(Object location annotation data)
* START *
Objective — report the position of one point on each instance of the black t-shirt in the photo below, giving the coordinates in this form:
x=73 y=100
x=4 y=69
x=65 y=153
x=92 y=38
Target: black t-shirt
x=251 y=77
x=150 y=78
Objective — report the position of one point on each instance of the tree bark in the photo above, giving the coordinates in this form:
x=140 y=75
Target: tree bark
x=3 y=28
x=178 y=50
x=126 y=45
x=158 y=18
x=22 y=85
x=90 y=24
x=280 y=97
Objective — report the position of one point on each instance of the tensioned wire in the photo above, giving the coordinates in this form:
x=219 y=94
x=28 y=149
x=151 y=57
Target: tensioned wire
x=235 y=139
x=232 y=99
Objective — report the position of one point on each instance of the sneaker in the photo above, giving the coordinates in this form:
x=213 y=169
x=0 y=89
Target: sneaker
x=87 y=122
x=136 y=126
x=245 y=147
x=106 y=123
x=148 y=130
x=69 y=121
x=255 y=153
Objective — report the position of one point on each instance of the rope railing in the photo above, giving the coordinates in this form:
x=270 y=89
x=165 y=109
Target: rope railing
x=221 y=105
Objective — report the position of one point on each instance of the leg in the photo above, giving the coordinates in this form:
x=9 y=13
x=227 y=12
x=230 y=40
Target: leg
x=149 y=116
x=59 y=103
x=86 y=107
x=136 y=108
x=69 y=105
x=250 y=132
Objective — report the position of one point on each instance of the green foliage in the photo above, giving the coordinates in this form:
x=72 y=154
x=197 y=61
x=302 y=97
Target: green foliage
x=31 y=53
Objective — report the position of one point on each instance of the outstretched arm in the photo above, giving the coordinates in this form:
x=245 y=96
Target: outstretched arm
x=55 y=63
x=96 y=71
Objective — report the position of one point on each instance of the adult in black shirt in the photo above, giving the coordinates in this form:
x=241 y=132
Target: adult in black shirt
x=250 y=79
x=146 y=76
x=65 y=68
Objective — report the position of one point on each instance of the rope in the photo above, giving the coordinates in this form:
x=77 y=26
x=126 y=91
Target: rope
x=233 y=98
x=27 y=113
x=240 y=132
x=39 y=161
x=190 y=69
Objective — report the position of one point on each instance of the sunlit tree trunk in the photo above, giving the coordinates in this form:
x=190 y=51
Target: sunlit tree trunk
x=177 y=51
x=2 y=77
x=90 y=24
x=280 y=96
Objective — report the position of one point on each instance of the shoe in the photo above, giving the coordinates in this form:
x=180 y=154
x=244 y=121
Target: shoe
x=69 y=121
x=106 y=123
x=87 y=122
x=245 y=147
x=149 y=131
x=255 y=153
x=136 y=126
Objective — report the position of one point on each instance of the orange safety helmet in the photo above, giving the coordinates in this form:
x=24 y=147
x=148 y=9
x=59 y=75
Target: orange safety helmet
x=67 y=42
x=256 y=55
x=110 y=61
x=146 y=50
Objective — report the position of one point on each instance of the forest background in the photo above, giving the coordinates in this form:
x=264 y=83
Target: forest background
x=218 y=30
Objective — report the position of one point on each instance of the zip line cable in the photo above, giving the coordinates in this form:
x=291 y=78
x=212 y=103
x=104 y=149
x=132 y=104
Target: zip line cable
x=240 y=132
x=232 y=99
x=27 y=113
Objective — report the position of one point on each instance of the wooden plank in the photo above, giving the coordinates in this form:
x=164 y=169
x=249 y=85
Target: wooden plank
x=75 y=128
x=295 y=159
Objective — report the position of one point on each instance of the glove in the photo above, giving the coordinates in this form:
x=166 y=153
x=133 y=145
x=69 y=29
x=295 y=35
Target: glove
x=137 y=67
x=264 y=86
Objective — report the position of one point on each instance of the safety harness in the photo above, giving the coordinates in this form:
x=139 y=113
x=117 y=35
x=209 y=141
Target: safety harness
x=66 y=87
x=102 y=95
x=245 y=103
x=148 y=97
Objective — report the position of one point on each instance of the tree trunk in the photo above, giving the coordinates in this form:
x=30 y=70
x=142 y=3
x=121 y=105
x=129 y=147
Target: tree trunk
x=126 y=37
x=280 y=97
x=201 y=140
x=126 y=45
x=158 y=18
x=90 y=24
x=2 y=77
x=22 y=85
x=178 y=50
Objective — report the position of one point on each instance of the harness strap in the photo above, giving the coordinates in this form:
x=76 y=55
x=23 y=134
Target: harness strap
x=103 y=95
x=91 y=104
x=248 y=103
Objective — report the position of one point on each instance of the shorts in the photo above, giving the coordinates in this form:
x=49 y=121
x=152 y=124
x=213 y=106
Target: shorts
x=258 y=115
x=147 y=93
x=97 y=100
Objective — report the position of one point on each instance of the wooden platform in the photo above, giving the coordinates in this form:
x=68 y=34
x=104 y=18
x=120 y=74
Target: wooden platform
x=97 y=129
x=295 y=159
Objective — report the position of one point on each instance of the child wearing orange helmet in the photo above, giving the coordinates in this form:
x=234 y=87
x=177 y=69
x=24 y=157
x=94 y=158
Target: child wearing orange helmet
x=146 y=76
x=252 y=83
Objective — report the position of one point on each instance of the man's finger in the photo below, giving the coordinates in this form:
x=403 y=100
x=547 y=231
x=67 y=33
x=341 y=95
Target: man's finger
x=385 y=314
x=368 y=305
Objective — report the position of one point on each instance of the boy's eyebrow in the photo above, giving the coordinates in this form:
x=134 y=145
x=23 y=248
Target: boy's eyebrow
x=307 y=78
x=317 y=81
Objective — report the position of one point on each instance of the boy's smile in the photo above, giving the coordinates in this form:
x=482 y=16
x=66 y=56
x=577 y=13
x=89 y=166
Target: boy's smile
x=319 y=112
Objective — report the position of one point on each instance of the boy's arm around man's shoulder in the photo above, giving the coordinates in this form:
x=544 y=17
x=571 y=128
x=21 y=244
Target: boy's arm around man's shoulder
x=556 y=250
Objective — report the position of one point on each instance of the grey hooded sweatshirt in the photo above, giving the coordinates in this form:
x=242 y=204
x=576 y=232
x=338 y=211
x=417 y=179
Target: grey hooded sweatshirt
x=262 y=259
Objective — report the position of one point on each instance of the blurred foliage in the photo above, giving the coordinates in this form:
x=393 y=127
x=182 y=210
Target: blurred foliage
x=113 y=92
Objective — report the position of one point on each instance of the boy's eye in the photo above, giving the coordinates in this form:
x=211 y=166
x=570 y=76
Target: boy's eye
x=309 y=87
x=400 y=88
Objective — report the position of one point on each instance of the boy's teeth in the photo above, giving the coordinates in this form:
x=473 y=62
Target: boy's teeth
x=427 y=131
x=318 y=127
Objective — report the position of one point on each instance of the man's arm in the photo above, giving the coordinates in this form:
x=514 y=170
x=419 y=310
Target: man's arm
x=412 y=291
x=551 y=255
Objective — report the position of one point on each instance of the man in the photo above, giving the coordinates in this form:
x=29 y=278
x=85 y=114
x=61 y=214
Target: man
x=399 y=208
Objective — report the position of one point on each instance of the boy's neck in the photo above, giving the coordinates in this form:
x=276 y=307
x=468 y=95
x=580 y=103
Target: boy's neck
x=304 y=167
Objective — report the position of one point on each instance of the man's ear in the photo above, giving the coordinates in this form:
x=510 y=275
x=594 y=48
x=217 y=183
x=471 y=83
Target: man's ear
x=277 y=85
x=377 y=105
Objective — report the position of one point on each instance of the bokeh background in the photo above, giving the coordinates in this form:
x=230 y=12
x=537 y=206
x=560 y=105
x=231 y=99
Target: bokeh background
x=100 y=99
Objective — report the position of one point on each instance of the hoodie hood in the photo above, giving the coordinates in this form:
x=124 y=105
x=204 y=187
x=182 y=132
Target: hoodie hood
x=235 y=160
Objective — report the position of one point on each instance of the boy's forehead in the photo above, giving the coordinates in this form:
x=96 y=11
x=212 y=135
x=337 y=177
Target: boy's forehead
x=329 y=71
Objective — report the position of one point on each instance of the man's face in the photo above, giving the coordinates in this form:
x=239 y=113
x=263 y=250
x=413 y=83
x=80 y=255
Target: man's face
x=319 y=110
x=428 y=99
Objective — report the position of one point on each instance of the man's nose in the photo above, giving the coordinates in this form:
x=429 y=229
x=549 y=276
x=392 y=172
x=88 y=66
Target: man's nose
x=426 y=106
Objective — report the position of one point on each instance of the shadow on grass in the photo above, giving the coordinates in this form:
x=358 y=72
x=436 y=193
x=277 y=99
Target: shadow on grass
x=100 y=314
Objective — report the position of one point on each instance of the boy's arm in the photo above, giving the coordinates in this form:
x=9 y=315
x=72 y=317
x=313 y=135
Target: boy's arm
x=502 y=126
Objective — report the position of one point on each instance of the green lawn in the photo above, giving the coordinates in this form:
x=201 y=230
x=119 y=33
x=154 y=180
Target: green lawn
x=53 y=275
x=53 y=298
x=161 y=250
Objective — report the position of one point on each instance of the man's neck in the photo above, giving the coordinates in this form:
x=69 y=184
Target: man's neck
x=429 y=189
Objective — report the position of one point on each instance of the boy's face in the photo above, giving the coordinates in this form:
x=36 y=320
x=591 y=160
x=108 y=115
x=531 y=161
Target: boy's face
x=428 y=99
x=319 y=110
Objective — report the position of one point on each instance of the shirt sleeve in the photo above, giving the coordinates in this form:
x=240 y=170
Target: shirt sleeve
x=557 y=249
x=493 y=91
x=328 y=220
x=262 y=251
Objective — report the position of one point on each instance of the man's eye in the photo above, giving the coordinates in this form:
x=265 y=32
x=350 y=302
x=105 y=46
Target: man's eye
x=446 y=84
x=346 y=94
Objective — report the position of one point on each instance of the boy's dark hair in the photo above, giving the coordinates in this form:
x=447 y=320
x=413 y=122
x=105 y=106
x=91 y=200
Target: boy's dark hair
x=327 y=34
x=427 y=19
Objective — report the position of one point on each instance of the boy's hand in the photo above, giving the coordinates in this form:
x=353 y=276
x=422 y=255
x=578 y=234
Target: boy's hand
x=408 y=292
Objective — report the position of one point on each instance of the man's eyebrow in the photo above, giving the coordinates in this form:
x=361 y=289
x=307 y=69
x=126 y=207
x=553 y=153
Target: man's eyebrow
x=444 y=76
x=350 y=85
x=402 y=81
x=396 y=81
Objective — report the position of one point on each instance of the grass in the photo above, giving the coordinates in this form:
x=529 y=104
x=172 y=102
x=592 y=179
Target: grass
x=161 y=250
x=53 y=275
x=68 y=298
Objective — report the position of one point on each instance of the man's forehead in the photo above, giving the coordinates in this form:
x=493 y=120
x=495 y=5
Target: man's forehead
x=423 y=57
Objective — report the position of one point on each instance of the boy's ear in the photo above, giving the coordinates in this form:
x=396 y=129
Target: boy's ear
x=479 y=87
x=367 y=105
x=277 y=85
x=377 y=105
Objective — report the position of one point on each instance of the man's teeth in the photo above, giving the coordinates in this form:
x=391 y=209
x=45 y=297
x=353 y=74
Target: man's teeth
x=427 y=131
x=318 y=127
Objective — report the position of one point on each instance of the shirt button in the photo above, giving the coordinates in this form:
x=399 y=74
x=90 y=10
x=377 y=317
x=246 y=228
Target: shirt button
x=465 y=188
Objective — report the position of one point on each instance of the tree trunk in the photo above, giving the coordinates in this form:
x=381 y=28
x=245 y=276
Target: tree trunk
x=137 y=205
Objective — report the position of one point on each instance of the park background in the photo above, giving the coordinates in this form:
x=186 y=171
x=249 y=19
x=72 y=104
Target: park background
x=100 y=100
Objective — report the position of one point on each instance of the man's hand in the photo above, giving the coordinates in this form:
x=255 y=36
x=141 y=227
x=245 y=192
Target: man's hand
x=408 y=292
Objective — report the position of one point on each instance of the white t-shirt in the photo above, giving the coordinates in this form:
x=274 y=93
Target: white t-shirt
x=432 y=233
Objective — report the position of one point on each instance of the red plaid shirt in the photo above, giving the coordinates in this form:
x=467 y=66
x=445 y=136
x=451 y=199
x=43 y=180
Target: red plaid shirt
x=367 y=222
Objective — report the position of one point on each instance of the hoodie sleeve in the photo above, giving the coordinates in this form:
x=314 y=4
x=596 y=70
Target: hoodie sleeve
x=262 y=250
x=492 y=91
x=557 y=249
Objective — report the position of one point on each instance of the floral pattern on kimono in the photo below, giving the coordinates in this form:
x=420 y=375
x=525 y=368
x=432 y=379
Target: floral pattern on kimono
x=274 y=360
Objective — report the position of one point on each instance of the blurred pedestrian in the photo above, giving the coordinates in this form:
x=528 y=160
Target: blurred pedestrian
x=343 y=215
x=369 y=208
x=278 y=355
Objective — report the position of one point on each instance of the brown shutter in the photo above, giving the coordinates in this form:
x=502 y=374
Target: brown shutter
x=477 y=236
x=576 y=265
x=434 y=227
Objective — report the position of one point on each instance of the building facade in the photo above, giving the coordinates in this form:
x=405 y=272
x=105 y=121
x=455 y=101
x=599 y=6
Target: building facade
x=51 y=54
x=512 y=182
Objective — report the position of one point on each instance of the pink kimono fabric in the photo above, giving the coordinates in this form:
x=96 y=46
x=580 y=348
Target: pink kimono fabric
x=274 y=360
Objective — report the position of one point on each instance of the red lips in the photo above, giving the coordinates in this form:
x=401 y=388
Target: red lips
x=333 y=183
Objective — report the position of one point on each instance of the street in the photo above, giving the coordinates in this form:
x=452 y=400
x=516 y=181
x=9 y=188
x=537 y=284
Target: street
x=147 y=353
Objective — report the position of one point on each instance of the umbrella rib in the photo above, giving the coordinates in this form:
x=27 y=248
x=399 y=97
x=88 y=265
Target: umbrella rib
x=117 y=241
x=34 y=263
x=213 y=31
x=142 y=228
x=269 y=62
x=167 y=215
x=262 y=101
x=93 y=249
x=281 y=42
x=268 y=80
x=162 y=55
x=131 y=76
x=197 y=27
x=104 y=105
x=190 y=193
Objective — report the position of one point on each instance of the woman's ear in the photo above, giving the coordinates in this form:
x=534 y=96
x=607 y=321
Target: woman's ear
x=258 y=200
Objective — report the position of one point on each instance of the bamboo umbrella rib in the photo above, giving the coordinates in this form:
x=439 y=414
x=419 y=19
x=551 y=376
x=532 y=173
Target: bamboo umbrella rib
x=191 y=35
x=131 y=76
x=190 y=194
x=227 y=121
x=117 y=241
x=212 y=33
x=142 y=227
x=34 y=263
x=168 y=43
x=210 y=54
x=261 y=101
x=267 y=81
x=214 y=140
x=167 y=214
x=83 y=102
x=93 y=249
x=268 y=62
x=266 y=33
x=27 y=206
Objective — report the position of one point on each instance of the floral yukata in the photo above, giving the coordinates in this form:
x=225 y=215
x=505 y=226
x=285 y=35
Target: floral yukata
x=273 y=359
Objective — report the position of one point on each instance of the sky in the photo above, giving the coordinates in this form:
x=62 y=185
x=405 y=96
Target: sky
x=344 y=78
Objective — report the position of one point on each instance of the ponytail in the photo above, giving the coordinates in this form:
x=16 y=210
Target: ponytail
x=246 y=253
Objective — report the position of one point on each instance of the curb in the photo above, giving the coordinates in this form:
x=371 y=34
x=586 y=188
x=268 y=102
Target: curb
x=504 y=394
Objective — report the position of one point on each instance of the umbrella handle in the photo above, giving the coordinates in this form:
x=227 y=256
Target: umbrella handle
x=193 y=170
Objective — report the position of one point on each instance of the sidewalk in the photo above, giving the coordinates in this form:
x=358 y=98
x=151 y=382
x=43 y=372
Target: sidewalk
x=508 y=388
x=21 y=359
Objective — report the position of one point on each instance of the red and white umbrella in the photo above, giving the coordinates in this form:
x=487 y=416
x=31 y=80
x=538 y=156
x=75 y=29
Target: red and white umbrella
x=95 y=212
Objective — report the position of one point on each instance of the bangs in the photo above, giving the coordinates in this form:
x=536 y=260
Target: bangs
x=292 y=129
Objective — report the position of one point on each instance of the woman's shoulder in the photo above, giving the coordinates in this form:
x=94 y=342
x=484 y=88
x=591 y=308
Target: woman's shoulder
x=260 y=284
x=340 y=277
* END *
STATED EXERCISE>
Copy word for word the part of the items above that opens with the line containing "the man's face" and closes with the line containing "x=426 y=106", including both of those lines.

ANSWER IN FULL>
Objective — report the position of one point on each instance of the man's face in the photo above, giving the coordinates in this form:
x=239 y=113
x=263 y=250
x=413 y=83
x=80 y=255
Target: man's face
x=319 y=110
x=428 y=99
Objective — report the position of one point on each instance of the man's nose in the photo above, giving the coordinates in this form:
x=429 y=229
x=549 y=276
x=392 y=172
x=88 y=66
Target: man's nose
x=426 y=106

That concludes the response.